(TASK BRIEF): Everything from the line with "of the burger" through the last line of the records below should be copied exactly, both ends included.
※
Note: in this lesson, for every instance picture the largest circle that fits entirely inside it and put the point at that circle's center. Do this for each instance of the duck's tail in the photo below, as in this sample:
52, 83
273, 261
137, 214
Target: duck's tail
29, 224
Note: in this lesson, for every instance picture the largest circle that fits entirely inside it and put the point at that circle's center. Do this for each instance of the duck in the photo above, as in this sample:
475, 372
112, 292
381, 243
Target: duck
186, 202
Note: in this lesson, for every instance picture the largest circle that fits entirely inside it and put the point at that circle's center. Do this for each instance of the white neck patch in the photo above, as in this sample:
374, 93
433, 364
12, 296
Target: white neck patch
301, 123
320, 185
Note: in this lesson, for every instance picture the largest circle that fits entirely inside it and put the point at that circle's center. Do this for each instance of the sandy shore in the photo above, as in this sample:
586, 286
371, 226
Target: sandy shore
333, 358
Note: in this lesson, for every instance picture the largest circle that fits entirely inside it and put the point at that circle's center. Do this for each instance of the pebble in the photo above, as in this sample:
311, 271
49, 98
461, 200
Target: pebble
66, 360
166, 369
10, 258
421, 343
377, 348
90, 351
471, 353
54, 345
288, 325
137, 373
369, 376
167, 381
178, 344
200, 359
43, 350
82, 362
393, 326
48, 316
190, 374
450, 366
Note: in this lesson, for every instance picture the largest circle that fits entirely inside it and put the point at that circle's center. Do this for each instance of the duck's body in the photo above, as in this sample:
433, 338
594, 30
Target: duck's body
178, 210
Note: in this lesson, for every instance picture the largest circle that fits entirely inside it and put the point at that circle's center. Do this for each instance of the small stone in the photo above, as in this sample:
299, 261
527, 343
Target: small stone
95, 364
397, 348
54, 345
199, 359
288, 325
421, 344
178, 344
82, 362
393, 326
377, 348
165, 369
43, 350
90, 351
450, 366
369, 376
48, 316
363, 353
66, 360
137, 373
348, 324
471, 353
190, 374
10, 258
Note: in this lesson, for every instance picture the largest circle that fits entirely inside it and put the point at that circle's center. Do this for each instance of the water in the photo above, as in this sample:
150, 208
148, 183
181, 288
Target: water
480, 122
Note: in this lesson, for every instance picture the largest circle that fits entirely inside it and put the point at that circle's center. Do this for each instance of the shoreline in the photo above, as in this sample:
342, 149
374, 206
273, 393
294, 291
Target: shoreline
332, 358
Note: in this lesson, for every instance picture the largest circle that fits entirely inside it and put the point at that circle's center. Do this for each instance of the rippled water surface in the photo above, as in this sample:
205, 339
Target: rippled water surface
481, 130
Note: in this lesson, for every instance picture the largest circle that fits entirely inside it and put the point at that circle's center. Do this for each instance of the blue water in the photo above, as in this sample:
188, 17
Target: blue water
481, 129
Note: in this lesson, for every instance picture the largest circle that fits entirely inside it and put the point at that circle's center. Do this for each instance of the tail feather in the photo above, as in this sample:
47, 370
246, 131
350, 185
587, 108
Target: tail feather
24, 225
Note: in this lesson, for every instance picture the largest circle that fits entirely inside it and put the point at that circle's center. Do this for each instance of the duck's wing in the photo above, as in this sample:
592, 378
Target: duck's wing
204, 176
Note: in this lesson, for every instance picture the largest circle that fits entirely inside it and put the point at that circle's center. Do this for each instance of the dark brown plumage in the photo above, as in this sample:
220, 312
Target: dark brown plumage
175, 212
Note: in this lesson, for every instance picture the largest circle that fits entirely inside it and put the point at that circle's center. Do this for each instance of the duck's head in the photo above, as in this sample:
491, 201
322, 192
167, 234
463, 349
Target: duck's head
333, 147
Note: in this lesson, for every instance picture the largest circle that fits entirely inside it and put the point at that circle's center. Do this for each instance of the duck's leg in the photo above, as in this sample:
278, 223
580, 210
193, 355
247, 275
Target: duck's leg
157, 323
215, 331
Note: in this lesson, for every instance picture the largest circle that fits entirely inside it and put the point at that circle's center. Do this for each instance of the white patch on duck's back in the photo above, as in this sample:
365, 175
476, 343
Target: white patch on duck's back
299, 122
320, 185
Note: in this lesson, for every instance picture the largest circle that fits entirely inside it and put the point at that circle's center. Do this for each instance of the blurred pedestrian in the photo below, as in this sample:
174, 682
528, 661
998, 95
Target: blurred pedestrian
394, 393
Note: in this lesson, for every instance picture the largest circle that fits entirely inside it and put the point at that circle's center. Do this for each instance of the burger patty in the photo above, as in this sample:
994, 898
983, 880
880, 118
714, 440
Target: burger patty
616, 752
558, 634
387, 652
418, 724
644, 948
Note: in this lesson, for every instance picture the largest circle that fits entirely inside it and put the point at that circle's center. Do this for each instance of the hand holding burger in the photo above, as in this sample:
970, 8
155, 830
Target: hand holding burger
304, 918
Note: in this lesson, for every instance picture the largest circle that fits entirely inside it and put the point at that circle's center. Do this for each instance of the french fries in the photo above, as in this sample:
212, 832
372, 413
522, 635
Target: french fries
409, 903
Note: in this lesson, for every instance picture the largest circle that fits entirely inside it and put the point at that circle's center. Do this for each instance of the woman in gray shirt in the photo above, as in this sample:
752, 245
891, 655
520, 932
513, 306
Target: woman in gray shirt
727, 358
※
(FINISHED TASK):
Note: in this lesson, for every instance picture the largest circle that fits entirely inside it and put the point at that circle's center. Do this for each instance of the burger patty in the photo above, as in this sample:
994, 898
983, 880
880, 118
714, 440
Target: burger patty
616, 752
558, 634
387, 652
418, 724
644, 948
Note: in this lesson, for every instance picture the largest circle that fits entirely inside it and put the point at that circle's center. Do this for each instance of the hand holding burger in the photo above, as in this sample:
970, 8
155, 830
Target: hand holding burger
304, 918
Note: in this lesson, for every instance picture the largest circle that fits entirely inside it and put the point at that circle's center. Do this for each instance of the french fries in the photo above, as in this sample:
212, 832
372, 413
522, 635
Target: french fries
409, 903
Note: in this lesson, for every instance picture the largest circle that fits entirely inside it and put the point at that circle's center. Do this for each instance of the woman in gray shirt in the photo above, as in this sample:
752, 245
891, 655
520, 932
513, 306
Target: woman in gray shirt
727, 358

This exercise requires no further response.